* [DOCUMENT EXTRACT]:
Color Me Blue: Mapping Teen Suicides to Help Prevent Them

Young woman lying on railroad track. (Getty Images)
UConn researchers collected data on the rates of teen suicide attempts in Connecticut towns in hopes of promoting prevention strategies. (Getty Images)

Teen suicide is a tragedy, but like many tragedies, it strikes some areas more frequently than others. To find out why, UConn researchers mapped teen suicide attempts across the state. Their results are in press in the Journal of Adolescent Health. They reveal some surprising variation in risk across communities, and may provide insight into suicide prevention tactics that work.

Suicide is the second leading cause of death among people aged 15-24 years, with 12.5 youths per every 100,000 killing themselves in 2013, according to the Centers for Disease Control. Community demographics and socioeconomics play a part in the risk. But some disadvantaged communities have far fewer teen suicides than their demography would predict, and some affluent communities have far more.

“Can we learn from districts that are doing well, and apply those lessons to those that are struggling?” UConn medical sociologist and chair of behavioral sciences and community health Rob Aseltine wondered. First he had to identify communities that were truly doing better than the norm. There was no cookbook way to do it; a small, affluent community might have very few adolescent suicides simply because there are very few teens in the community, or because those that there are have very good access to healthcare, or because the community does a good job at suicide prevention. So he teamed up with UConn statistician Kun Chen to figure out the best approach.

Can we learn from districts that are doing well, and apply those lessons to those that are struggling? — Rob Aseltine

Instead of counting actual suicides, the two researchers decided to focus on the rate of attempted suicide instead. Hospitals record such events in medical claims and electronic health records, and they are much more common than actual suicides. And attempts are major medical events in and of themselves, requiring an average hospital stay of five days.

“People are doing themselves serious damage,” Aseltine says.

The team compiled numbers of suicide attempts of 15-19 year olds in every school district in the state. They then adjusted for 10 community characteristics, such as average household income, racial and ethnic diversity, and number of parents in the home.

This map uses hospitalization data to show school districts with higher than average (light orange) and unexpectedly higher than average (dark orange) rates of adolescent suicide attempts, as well as lower than average (light blue) and unexpectedly lower than average (darker blue) rates. Data was not available for Oxford (black).
This map uses hospitalization data to show school districts with higher than average (light orange) and unexpectedly higher than average (dark orange) rates of adolescent suicide attempts, as well as lower than average (light blue) and unexpectedly lower than average (darker blue) rates. Data was not available for Oxford (black).

* [EXERCISES]:
[1] Answer these questions about the teen suicide article, using only what it states.
(a) According to the Centers for Disease Control, where does suicide rank among causes of death for people aged 15-24?
(b) How long is the average hospital stay after a suicide attempt?
(c) For how many community characteristics did the team adjust the numbers?
[2] Restate the stretch of the teen suicide article from "UConn researchers collected" through "tactics that work.", replacing "surprising" with "unexpected".
[3] Summarize the teen suicide article in two sentences.

* [SUPPLIED DATA]:
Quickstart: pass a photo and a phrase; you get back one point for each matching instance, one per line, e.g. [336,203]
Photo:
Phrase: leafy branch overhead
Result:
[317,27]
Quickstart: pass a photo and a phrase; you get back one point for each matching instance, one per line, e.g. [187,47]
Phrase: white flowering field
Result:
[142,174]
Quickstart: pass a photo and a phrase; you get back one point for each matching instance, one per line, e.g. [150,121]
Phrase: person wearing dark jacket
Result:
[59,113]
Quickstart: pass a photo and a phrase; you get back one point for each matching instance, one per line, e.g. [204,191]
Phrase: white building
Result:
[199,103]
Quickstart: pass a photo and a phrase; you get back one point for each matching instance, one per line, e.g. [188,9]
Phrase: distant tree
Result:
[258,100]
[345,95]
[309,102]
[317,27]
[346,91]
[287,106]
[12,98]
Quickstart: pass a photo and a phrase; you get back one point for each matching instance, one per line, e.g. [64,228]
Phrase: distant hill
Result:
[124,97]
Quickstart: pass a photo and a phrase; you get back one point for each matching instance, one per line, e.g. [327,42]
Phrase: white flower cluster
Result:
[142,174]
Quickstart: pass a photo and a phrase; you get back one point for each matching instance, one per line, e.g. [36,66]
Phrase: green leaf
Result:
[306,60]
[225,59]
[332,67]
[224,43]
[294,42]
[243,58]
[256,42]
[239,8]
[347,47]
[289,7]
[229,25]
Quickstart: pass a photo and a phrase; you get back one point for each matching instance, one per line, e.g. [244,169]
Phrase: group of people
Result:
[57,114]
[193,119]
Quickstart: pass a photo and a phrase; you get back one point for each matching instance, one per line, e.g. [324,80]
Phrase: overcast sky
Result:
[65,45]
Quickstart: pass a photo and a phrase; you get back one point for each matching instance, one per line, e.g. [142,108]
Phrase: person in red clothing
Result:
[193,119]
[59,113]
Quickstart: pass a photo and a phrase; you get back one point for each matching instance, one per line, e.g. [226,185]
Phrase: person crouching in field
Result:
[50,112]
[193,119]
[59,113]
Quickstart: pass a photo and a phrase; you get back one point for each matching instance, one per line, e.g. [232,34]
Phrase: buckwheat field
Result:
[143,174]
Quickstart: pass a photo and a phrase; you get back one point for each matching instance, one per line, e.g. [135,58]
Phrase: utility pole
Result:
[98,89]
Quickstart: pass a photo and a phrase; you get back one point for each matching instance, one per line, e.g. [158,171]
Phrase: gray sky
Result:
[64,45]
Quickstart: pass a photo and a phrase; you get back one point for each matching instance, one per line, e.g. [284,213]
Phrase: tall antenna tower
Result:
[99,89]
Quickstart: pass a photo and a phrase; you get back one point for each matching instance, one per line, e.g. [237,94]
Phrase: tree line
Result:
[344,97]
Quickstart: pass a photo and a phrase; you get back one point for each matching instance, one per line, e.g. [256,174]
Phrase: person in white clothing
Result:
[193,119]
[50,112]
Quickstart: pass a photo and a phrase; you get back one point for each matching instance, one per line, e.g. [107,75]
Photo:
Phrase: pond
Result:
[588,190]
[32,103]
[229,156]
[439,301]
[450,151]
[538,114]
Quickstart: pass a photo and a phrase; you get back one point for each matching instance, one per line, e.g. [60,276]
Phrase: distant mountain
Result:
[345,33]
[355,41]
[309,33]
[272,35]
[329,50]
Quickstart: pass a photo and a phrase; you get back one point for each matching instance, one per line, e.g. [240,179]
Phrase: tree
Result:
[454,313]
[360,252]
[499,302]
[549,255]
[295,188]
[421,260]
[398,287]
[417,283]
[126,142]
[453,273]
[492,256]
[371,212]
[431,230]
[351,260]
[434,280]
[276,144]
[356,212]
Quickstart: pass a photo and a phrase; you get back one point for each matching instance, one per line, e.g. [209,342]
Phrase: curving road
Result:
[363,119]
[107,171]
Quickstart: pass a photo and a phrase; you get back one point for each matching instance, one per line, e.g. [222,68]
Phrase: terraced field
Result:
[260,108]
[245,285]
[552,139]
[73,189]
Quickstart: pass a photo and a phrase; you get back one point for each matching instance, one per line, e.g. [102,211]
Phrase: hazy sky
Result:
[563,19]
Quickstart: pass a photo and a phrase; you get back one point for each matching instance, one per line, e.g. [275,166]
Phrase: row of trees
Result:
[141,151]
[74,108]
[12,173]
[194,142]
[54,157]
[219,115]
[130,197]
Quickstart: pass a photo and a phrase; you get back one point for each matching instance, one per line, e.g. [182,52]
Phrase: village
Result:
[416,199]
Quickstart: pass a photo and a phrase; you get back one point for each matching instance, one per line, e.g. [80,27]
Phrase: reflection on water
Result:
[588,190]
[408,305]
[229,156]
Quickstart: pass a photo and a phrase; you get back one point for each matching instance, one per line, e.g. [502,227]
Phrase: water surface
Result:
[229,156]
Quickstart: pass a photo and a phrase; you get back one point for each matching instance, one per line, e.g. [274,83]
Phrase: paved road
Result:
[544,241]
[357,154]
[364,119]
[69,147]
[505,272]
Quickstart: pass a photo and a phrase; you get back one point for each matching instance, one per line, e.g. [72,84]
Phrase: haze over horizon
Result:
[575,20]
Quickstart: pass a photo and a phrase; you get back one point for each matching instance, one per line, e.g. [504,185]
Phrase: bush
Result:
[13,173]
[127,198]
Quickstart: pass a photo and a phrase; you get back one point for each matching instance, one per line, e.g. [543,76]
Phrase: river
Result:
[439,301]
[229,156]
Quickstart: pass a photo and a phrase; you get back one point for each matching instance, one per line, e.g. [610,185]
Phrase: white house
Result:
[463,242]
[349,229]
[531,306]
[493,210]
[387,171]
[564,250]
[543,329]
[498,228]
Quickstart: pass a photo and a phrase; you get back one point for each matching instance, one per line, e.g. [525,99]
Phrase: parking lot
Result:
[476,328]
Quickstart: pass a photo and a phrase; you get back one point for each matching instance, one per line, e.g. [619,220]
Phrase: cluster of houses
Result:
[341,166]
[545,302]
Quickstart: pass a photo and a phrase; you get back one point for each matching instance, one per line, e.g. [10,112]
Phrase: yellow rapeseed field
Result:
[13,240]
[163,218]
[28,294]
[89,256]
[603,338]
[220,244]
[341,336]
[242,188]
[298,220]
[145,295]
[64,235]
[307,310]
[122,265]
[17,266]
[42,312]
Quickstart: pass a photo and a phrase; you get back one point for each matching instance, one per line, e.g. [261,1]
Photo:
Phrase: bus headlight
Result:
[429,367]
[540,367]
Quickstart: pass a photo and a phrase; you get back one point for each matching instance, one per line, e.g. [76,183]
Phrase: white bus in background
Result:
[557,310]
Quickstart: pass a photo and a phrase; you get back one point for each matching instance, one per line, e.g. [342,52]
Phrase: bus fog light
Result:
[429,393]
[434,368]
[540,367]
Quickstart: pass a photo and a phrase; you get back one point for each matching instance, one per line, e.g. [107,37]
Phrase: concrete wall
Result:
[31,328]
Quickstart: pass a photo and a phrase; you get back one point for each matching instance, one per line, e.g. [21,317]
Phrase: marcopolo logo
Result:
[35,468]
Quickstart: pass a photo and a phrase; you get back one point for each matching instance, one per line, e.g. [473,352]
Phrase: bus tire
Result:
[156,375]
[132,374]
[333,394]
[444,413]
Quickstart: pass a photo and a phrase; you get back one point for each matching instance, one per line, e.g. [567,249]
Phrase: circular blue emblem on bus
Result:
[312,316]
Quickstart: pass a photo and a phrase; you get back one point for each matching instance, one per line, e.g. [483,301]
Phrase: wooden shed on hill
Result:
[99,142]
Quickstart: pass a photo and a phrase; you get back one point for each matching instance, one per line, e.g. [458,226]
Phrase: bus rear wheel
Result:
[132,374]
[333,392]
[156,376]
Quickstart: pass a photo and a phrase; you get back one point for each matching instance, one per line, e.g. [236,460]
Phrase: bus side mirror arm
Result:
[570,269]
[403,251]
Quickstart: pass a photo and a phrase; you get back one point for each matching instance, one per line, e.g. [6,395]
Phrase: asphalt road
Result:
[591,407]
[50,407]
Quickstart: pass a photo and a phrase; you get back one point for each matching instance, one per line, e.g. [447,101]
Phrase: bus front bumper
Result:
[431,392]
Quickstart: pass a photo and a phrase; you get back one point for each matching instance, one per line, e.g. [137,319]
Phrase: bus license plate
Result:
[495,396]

* [TASK-BY-TASK ANSWERS]:
[1]
(a) It is the second leading cause of death.
(b) The average stay is five days.
(c) They adjusted for 10 community characteristics.

[2]
UConn researchers collected data on the rates of teen suicide attempts in Connecticut towns in hopes of promoting prevention strategies. (Getty Images)

Teen suicide is a tragedy, but like many tragedies, it strikes some areas more frequently than others. To find out why, UConn researchers mapped teen suicide attempts across the state. Their results are in press in the Journal of Adolescent Health. They reveal some unexpected variation in risk across communities, and may provide insight into suicide prevention tactics that work.

[3] UConn researchers mapped teen suicide attempts across Connecticut in hopes of promoting prevention strategies, and their results are in press in the Journal of Adolescent Health. Rather than counting actual suicides, they compiled hospital-recorded suicide attempts by 15-19 year olds in every school district and adjusted for 10 community characteristics, such as household income, racial and ethnic diversity, and number of parents in the home.